Output each entry verbatim and exclude every picture from it.

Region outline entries
________________________

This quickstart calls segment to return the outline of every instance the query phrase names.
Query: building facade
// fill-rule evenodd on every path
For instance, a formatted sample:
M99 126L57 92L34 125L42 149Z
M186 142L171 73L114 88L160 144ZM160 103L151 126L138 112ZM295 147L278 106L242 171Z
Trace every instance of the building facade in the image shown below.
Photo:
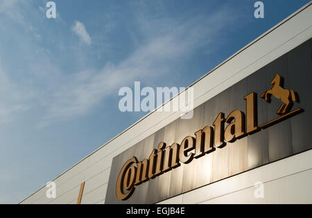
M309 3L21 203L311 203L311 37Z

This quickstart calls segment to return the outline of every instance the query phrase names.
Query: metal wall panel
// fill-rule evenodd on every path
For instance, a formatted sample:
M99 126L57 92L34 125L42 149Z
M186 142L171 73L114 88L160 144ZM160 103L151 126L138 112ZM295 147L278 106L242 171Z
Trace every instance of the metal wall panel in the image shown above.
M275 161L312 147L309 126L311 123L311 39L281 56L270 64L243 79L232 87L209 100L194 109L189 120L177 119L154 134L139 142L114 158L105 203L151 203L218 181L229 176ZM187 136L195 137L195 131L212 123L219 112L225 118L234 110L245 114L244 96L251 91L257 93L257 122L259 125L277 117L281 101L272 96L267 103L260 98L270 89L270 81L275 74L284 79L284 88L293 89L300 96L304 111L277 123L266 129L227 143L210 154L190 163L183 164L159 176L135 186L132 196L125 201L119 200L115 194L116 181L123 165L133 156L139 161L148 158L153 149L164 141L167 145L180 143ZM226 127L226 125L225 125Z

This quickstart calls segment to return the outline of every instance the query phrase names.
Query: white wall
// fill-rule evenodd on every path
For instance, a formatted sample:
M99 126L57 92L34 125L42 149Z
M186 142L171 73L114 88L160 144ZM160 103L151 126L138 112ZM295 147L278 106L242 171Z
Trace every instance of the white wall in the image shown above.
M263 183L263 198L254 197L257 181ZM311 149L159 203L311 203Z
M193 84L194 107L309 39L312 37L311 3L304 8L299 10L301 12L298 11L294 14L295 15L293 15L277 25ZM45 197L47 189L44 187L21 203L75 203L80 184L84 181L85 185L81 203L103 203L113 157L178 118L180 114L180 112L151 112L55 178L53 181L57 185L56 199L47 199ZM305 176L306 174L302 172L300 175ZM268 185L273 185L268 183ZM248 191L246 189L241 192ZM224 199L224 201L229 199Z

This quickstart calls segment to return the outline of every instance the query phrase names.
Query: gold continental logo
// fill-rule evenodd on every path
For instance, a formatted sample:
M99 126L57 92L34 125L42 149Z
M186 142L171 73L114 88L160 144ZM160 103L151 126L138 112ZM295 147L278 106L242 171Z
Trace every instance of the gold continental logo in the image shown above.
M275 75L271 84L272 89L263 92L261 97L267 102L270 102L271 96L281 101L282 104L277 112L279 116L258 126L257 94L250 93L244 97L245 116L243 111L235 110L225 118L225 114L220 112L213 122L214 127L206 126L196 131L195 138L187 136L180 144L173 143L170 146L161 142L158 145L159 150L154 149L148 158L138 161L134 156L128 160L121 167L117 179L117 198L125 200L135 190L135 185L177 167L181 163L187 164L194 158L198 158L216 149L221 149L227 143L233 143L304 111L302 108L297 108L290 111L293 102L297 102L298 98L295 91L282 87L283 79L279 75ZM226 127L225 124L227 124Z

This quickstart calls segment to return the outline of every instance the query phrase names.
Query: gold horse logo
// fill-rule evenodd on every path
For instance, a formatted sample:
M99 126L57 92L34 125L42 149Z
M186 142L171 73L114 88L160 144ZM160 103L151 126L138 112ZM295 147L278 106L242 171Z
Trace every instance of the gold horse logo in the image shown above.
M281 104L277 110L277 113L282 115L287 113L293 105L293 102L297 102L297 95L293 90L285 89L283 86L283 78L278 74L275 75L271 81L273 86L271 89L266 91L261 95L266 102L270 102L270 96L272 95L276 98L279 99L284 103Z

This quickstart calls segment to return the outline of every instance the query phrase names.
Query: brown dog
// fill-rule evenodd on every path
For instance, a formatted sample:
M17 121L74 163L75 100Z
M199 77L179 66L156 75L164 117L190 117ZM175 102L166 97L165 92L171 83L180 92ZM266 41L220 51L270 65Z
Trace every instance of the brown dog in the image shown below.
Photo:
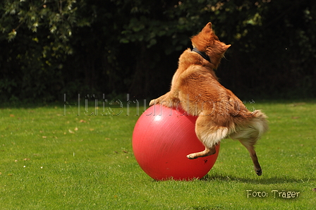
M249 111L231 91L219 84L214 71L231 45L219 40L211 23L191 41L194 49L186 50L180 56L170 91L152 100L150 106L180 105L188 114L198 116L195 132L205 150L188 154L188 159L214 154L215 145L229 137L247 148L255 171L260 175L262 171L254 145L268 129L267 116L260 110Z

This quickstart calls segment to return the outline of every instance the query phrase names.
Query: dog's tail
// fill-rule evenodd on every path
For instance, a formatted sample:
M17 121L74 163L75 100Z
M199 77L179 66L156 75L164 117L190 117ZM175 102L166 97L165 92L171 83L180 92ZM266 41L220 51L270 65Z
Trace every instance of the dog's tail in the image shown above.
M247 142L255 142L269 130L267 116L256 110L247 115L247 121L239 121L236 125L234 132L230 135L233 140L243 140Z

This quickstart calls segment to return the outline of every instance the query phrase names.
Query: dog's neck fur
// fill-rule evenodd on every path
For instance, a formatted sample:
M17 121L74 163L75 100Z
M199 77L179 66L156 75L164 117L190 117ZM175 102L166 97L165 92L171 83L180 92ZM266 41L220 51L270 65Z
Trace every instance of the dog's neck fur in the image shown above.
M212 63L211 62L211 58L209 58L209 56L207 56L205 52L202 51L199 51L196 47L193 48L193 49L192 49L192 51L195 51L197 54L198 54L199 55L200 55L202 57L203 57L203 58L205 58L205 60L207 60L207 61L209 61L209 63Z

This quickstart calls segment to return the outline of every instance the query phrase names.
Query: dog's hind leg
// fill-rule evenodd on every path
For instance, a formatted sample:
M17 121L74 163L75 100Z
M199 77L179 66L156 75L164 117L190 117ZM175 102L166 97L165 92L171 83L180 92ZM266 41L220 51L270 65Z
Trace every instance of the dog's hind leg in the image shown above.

________________________

--- ANSWER IN FULL ---
This quickstart calls segment to return the outline of every instance the query phrase names.
Query: building facade
// fill-rule evenodd on every path
For instance, a formatted sample:
M99 126L57 92L34 125L42 149Z
M186 142L171 73L114 88L160 144ZM160 103L151 126L138 112ZM295 147L278 106L242 171Z
Trace every instance of the building facade in the image shown below.
Photo:
M309 3L21 203L311 203L311 37Z

This quickstart calls segment to return the outline of every instance the query phrase names.
Query: metal wall panel
// fill-rule evenodd on every path
For instance, a formatted sample:
M99 126L57 92L34 125L42 149Z
M186 142L171 73L114 88L160 144ZM160 103L151 126L138 112ZM295 147L278 106L242 171Z
Trace every instance of the metal wall panel in the image shown above.
M275 161L312 147L309 126L311 123L311 39L281 56L270 64L243 79L232 87L209 100L194 109L189 120L177 119L154 134L139 142L114 158L105 203L151 203L218 181L229 176ZM187 136L195 137L195 131L212 123L219 112L225 118L234 110L245 114L244 96L251 91L257 93L257 122L259 125L277 117L281 101L272 96L267 103L260 98L270 89L270 81L275 74L284 79L284 88L293 89L300 96L304 111L277 123L266 129L227 143L210 154L190 163L183 164L159 176L135 186L132 196L125 201L119 200L115 194L116 181L123 165L133 156L139 161L148 158L153 149L164 141L167 145L180 143ZM226 127L226 125L225 125Z

This quickstart calls segment to return the outline of every instance the query phrase names.
Query: white wall
// fill-rule evenodd on every path
For instance, a formatted sample:
M99 126L57 92L34 125L42 149Z
M186 142L171 73L114 88L160 144ZM160 103L151 126L138 112ZM295 147L278 106L242 171Z
Trace every instance of the white wall in the image shown above.
M263 183L263 198L254 197L257 181ZM311 149L159 203L311 203Z
M193 84L194 107L309 39L312 37L311 3L304 8L299 10L301 12L298 11L294 14L295 15L293 15L277 25ZM45 197L47 189L44 187L21 203L75 203L80 184L84 181L85 185L81 203L103 203L113 157L178 118L180 114L180 112L151 112L55 178L53 181L57 185L56 199L47 199ZM305 176L306 174L302 172L300 175ZM268 185L273 185L268 183ZM248 191L246 189L241 192ZM224 199L224 201L229 199Z

This quickstart calls segment to return the outline of every instance the query phrase names.
Query: gold continental logo
// fill-rule evenodd on every path
For instance, a formatted sample:
M99 126L57 92L34 125L42 149Z
M186 142L171 73L114 88L160 144ZM160 103L151 126L138 112ZM295 147L278 106L242 171Z
Trace every instance of the gold continental logo in the image shown above.
M275 75L271 84L272 89L263 92L261 97L267 102L270 102L271 96L281 101L282 104L277 112L279 116L258 126L257 94L250 93L244 97L245 116L243 111L235 110L225 118L225 114L220 112L213 122L214 127L206 126L196 131L195 138L187 136L180 144L173 143L170 146L161 142L158 145L159 150L154 149L148 158L138 161L134 156L128 160L121 167L117 179L117 198L125 200L135 190L135 185L177 167L181 163L187 164L194 158L198 158L216 149L221 149L227 143L233 143L304 111L302 108L297 108L290 111L293 102L297 102L298 98L295 91L282 87L283 79L279 75ZM226 127L225 124L227 124Z

This quickstart calls segment to return the outline of every instance the query phrase names.
Query: gold horse logo
// fill-rule evenodd on every path
For instance, a formatted sample:
M99 126L57 92L34 125L42 149Z
M186 142L171 73L114 88L160 144ZM160 103L151 126L138 112ZM295 147L278 106L242 171Z
Trace every instance of the gold horse logo in the image shown above.
M281 104L277 110L277 113L282 115L287 113L293 105L293 102L297 102L297 95L293 90L285 89L283 86L283 78L278 74L275 75L271 81L273 86L271 89L266 91L261 95L266 102L270 102L270 96L272 95L276 98L279 99L284 103Z

This quickstart calls segment to return the outline of every instance the query phrase names.
Query: brown dog
// fill-rule evenodd on every path
For instance, a formatted sample:
M17 121L74 163L75 100Z
M199 77L179 66L156 75L164 117L190 117ZM175 102L166 97L165 92L171 83L180 92ZM266 41L220 51L270 65Z
Trace every instance of the brown dog in the image shown below.
Photo:
M249 111L231 91L219 84L214 71L231 45L219 40L211 23L191 41L194 49L186 50L180 56L170 91L152 100L150 106L180 105L188 114L198 116L195 132L205 150L188 154L188 159L214 154L215 145L229 137L247 148L255 171L260 175L262 171L254 145L268 129L267 116L260 110Z

This quickstart calls segment to return the outline of every instance the query phrase names.
Query: dog's tail
// fill-rule evenodd on every path
For instance, a formatted sample:
M17 121L74 163L75 100Z
M199 77L179 66L156 75L164 117L190 117ZM175 102L166 97L165 92L171 83L180 92ZM266 41L220 51L270 65Z
Trace every instance of the dog's tail in the image shown above.
M247 142L255 142L269 130L267 116L256 110L247 115L247 121L239 121L236 125L234 132L230 135L233 140L243 140Z

This quickstart calls segment to return the outline of every instance the query phrase names.
Query: dog's neck fur
// fill-rule evenodd on every path
For instance, a formatted sample:
M17 121L74 163L75 100Z
M199 77L179 66L156 75L164 117L190 117ZM175 102L166 97L165 92L171 83L180 92ZM266 41L220 51L270 65Z
Trace every instance of the dog's neck fur in the image shown above.
M212 63L211 62L211 58L209 58L209 56L207 56L205 52L202 51L199 51L196 47L193 48L193 49L192 49L192 51L195 51L197 54L198 54L199 55L200 55L202 57L203 57L203 58L205 58L205 60L207 60L207 61L209 61L209 63Z

This quickstart calls segment to return the outline of every instance the query phrase names.
Query: dog's hind leg
// fill-rule evenodd on every path
For instance, a formatted sample:
M17 121L74 163L75 100Z
M199 77L179 66L156 75L164 117L190 117ZM175 102L166 97L165 92L171 83L180 92ZM266 41L220 51L270 65Z
Trace every instance of the dog's hind leg in the image shown above.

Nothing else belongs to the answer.